## JOB
Convert the listing below into a two-column CSV headed instruction and mask, with one row for each instruction and its mask. Put every field in double quotes, turn line breaks into spaces, and leave the pictures out.

Saved data entries:
□ □ □

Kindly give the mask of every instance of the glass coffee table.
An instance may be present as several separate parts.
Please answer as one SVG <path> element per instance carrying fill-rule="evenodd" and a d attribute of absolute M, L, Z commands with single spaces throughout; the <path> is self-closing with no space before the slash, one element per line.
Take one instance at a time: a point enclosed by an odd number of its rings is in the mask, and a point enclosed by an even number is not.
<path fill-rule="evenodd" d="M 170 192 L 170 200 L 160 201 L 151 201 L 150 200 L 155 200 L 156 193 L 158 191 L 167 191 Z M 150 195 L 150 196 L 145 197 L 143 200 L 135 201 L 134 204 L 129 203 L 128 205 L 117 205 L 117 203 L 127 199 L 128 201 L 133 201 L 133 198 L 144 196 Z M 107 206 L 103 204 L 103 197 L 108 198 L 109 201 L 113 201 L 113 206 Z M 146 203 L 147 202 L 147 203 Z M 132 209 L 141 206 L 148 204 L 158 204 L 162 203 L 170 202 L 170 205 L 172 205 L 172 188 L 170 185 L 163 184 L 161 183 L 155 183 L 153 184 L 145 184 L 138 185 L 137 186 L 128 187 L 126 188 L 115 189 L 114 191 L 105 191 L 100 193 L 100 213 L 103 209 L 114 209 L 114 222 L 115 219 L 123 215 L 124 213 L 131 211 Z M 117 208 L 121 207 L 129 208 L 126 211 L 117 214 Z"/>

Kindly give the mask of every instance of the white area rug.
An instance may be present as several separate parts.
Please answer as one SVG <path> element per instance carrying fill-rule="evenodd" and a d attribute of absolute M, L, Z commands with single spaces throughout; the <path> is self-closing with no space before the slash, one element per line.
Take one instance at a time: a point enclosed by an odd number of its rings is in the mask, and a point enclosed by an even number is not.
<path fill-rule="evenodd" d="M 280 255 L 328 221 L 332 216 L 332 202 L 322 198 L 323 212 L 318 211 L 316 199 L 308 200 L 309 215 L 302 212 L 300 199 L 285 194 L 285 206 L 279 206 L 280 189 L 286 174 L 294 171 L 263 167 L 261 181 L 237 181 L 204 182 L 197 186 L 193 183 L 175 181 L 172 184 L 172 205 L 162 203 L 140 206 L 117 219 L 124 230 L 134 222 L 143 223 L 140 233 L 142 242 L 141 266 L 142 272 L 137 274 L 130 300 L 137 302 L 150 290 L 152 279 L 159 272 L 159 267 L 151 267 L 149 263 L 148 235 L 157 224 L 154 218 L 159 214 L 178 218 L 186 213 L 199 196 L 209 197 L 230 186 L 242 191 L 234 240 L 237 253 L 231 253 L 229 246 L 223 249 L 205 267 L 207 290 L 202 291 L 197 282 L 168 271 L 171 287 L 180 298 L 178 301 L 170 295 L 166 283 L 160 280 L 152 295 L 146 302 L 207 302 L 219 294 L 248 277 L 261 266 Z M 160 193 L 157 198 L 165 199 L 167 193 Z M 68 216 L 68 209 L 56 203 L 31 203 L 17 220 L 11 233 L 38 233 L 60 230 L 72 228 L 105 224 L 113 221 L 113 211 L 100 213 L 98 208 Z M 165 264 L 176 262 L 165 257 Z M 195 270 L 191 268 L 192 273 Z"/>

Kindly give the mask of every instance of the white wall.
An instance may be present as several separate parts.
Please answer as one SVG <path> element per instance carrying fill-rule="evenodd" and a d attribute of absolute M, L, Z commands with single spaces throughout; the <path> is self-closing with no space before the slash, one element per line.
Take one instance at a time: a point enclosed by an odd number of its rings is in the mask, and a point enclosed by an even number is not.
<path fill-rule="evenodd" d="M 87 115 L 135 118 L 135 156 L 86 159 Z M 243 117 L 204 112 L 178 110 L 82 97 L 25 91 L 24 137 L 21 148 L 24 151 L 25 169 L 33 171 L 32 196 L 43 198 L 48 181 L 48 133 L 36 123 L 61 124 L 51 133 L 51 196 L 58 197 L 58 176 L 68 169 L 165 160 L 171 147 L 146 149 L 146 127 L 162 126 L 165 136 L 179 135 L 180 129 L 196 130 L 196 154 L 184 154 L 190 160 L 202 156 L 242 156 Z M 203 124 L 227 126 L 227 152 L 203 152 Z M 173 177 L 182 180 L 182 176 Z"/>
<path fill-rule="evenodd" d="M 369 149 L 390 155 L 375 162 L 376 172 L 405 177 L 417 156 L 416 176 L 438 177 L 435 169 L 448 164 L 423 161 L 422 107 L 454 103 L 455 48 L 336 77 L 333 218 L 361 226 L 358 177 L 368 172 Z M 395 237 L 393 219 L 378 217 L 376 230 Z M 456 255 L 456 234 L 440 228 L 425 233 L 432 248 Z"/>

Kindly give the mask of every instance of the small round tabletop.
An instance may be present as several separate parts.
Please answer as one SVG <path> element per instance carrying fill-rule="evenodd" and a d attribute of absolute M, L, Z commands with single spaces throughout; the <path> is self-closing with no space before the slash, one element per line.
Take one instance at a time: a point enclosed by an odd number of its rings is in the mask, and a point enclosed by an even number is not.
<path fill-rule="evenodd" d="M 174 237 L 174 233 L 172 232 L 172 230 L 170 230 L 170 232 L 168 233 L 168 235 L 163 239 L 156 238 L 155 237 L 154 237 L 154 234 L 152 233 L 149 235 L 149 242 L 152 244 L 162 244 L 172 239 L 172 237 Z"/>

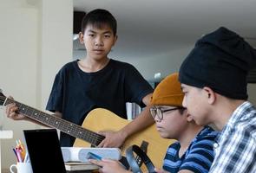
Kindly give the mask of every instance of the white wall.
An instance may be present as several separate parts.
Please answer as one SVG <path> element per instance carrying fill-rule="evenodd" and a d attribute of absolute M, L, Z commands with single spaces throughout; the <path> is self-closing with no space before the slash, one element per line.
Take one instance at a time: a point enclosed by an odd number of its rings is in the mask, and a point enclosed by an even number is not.
<path fill-rule="evenodd" d="M 72 59 L 72 20 L 71 0 L 1 0 L 0 88 L 6 96 L 44 110 L 56 73 Z M 11 148 L 23 130 L 40 126 L 10 120 L 3 111 L 3 129 L 14 131 L 2 145 L 7 169 L 16 162 Z"/>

□ □ □

## EXERCISE ANSWER
instruction,mask
"Kindly give the mask of every instance of the glass coffee table. An instance may be present as several separate parts. Please answer as one SVG <path> element per instance carrying fill-rule=""evenodd"" and a d attribute of absolute M, L, Z commands with single spaces throughout; the <path> is self-closing with no space before the slash, one element per line. Take one instance at a time: a point enclosed by an odd number of its rings is in the mask, and a point enclosed by an even number is not.","<path fill-rule=""evenodd"" d=""M 170 192 L 170 200 L 160 201 L 151 201 L 150 200 L 155 200 L 156 193 L 158 191 L 167 191 Z M 150 195 L 150 196 L 145 197 L 143 200 L 135 201 L 134 204 L 129 203 L 128 205 L 117 205 L 117 203 L 127 199 L 128 201 L 133 201 L 133 198 L 144 196 Z M 107 206 L 103 204 L 103 197 L 108 198 L 109 201 L 113 201 L 113 206 Z M 146 203 L 147 202 L 147 203 Z M 132 209 L 141 206 L 148 204 L 158 204 L 162 203 L 170 202 L 170 205 L 172 205 L 172 188 L 170 185 L 163 184 L 161 183 L 155 183 L 153 184 L 145 184 L 138 185 L 137 186 L 128 187 L 126 188 L 115 189 L 114 191 L 105 191 L 100 193 L 100 213 L 103 209 L 114 209 L 114 222 L 115 219 L 123 215 L 124 213 L 131 211 Z M 117 208 L 121 207 L 129 208 L 126 211 L 117 214 Z""/>"
"Kindly give the mask of every instance of the white area rug. An instance may be present as several separate parts. Please answer as one SVG <path> element per instance carrying fill-rule=""evenodd"" and a d attribute of absolute M, L, Z commands with single spaces throughout; the <path> is self-closing with no space before the slash, one element per line. Take one instance at a time: a point enclosed by an odd number of its rings is in the mask, and a point enclosed by an even number is not.","<path fill-rule=""evenodd"" d=""M 280 255 L 328 221 L 332 216 L 332 202 L 322 198 L 323 212 L 318 211 L 316 199 L 308 200 L 309 215 L 302 212 L 300 199 L 285 194 L 285 206 L 279 206 L 280 189 L 286 174 L 294 171 L 263 167 L 261 181 L 237 181 L 204 182 L 197 186 L 193 183 L 175 181 L 172 184 L 172 205 L 162 203 L 140 206 L 117 219 L 124 230 L 134 222 L 143 223 L 140 233 L 142 242 L 141 266 L 142 272 L 137 274 L 130 300 L 137 302 L 150 290 L 152 279 L 159 272 L 159 267 L 151 267 L 149 263 L 148 235 L 157 224 L 154 218 L 159 214 L 178 218 L 186 213 L 199 196 L 209 197 L 230 186 L 242 191 L 234 240 L 237 253 L 231 253 L 229 246 L 223 249 L 205 267 L 207 290 L 202 291 L 197 282 L 168 271 L 171 287 L 180 298 L 178 301 L 170 295 L 166 283 L 160 280 L 152 295 L 146 302 L 207 302 L 219 294 L 248 277 L 261 266 Z M 160 193 L 157 198 L 165 199 L 167 193 Z M 68 216 L 68 209 L 56 203 L 31 203 L 17 220 L 11 233 L 38 233 L 60 230 L 72 228 L 105 224 L 113 221 L 113 211 L 100 213 L 98 208 Z M 165 264 L 176 262 L 165 257 Z M 195 270 L 191 268 L 192 273 Z""/>"
"Kindly give the mask of every instance of the white wall. An instance may be present as several separate parts. Please answer as one SVG <path> element per instance carrying fill-rule=""evenodd"" and a d attribute of absolute M, L, Z commands with single spaces throughout; the <path> is self-closing with no space before the slash, one element per line. Take one instance at a time: a point enclosed by an odd number of its rings is in the mask, and a point enclosed by an even number is not.","<path fill-rule=""evenodd"" d=""M 87 115 L 135 118 L 135 156 L 86 159 Z M 243 117 L 204 112 L 178 110 L 82 97 L 25 91 L 24 137 L 21 148 L 24 151 L 25 169 L 33 171 L 32 196 L 43 198 L 48 181 L 48 133 L 36 123 L 61 124 L 51 133 L 51 196 L 58 197 L 58 176 L 68 169 L 165 160 L 171 147 L 146 149 L 146 127 L 162 126 L 165 136 L 179 135 L 180 129 L 196 130 L 196 154 L 184 154 L 190 160 L 202 156 L 242 156 Z M 203 124 L 227 126 L 227 152 L 203 152 Z M 173 177 L 182 180 L 182 176 Z""/> <path fill-rule=""evenodd"" d=""M 369 149 L 390 155 L 375 162 L 376 172 L 405 177 L 417 156 L 416 176 L 438 177 L 435 169 L 448 164 L 423 161 L 422 107 L 454 103 L 455 48 L 336 77 L 333 218 L 361 226 L 358 177 L 368 172 Z M 395 237 L 393 219 L 378 217 L 376 230 Z M 456 255 L 456 234 L 440 228 L 425 233 L 432 248 Z""/>"
"Kindly give the mask of every instance of the small round tabletop. An instance may be present as several separate parts. Please answer as one SVG <path> element per instance carrying fill-rule=""evenodd"" and a d attribute of absolute M, L, Z commands with single spaces throughout; the <path> is self-closing with no space before the slash, one element per line. Take one instance at a time: a point enclosed by an odd number of its rings is in the mask, and a point enclosed by an even number is not.","<path fill-rule=""evenodd"" d=""M 174 237 L 174 233 L 172 232 L 172 230 L 170 230 L 170 232 L 168 233 L 168 235 L 163 239 L 156 238 L 155 237 L 154 237 L 154 234 L 152 233 L 149 235 L 149 242 L 152 244 L 162 244 L 172 239 L 172 237 Z""/>"
"Kindly give the mask of every instance of the white wall. An instance may be present as several separate parts. Please answer as one SVG <path> element per instance carrying fill-rule=""evenodd"" and a d attribute of absolute M, L, Z commands with single spaces throughout; the <path> is self-closing with no space before the slash, one element per line. Take one instance at a time: a point enclosed by an odd number of its rings is in the mask, and a point enclosed by an even number is not.","<path fill-rule=""evenodd"" d=""M 72 59 L 72 20 L 71 0 L 1 0 L 0 88 L 6 96 L 44 110 L 56 73 Z M 11 148 L 23 130 L 40 126 L 10 120 L 3 111 L 3 129 L 14 131 L 2 145 L 7 169 L 16 162 Z""/>"